═══ SELECTED TEXT ═══

Icra Rating has said that the economy finally looks nearly out of the pandemic woods, helping the Q2 GDP print at 7.7 per cent, with half of the 15 high-frequency indicators recovering to the pre-pandemic levels in the second quarter. However, the September print was not as good as the quarter, indicating that the recovery remains uneven. Icra Rating chief economist Aditi Nayar said while continued base normalisation, emerging supply-side constraints and excess rainfall have dampened the year-on performance of most of the 15 high-frequency indicators in September, the economic recovery has widened in Q2 as the crisis wrought by the second wave has abated, with a larger number of sectors bettering their pre-pandemic performance, relative to Q1.

═══ DATA BELOW ═══

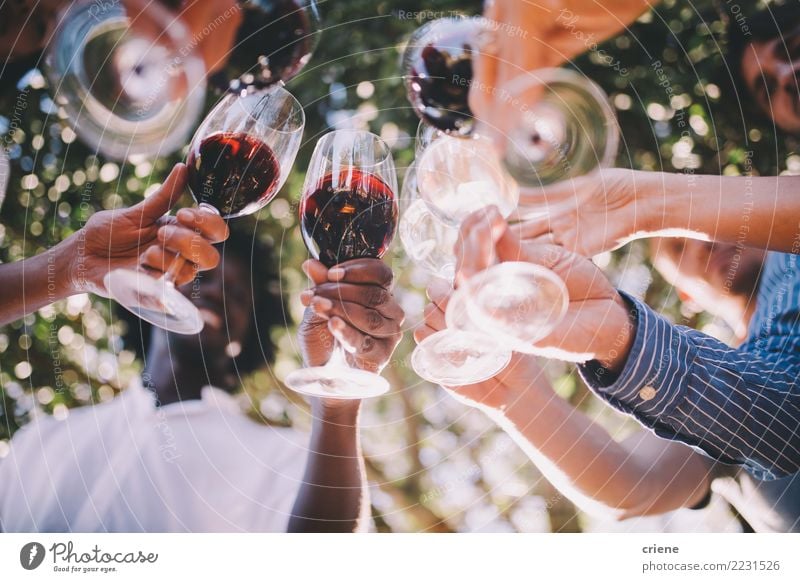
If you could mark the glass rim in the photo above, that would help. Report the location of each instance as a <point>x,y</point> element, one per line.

═══

PROBLEMS AND TASKS –
a - The text on Icra Rating's view of the economic recovery names the factors that dampened the year-on performance of most of the 15 high-frequency indicators in September. List all of them.
b - Pick up the text on Icra Rating's view of the economic recovery after its last sentence and continue it.

EXERCISE RESPONSES –
a -
- Continued base normalisation
- Emerging supply-side constraints
- Excess rainfall

b -
The annualised performance of 14 of the 15 high-frequency indicators, except non-food bank credit, have worsened in September compared to August. Accordingly, Nayar projects real GDP in Q2 to have mildly trailed the level of Q2 of FY2020, at 7.7 per cent, compared to 2.21 per cent in Q1, led by the continued subdued performance of the contact-intensive sectors. She also expects the daily average generation of the GST e-way bills in October to surpass the peaks seen in February-March 2021, indicating a better print of the growth numbers in the second half of the current fiscal. Despite the widened recovery in Q2 with a larger number of sectors bettering their pre-pandemic performance, Nayar said the revival is multi-speed, with a considerable variation in the pace of growth across sectors.

There is also the growing evidence of a K-shaped recovery, as is evidenced by the sharp disparity in the performance of the stock markets, robust growth in direct tax collections and improved business sentiment, juxtaposed with the continued pessimism displayed by urban households in the RBI's latest consumer confidence survey. The low performance in September was mainly on account of a combination of factors such as continued base normalisation (especially for motorcycles and scooters, domestic airline passenger traffic, and generation of GST e-way bills), supply-side constraints (non-availability of semi-conductors particularly for passenger vehicles) and excess rainfall.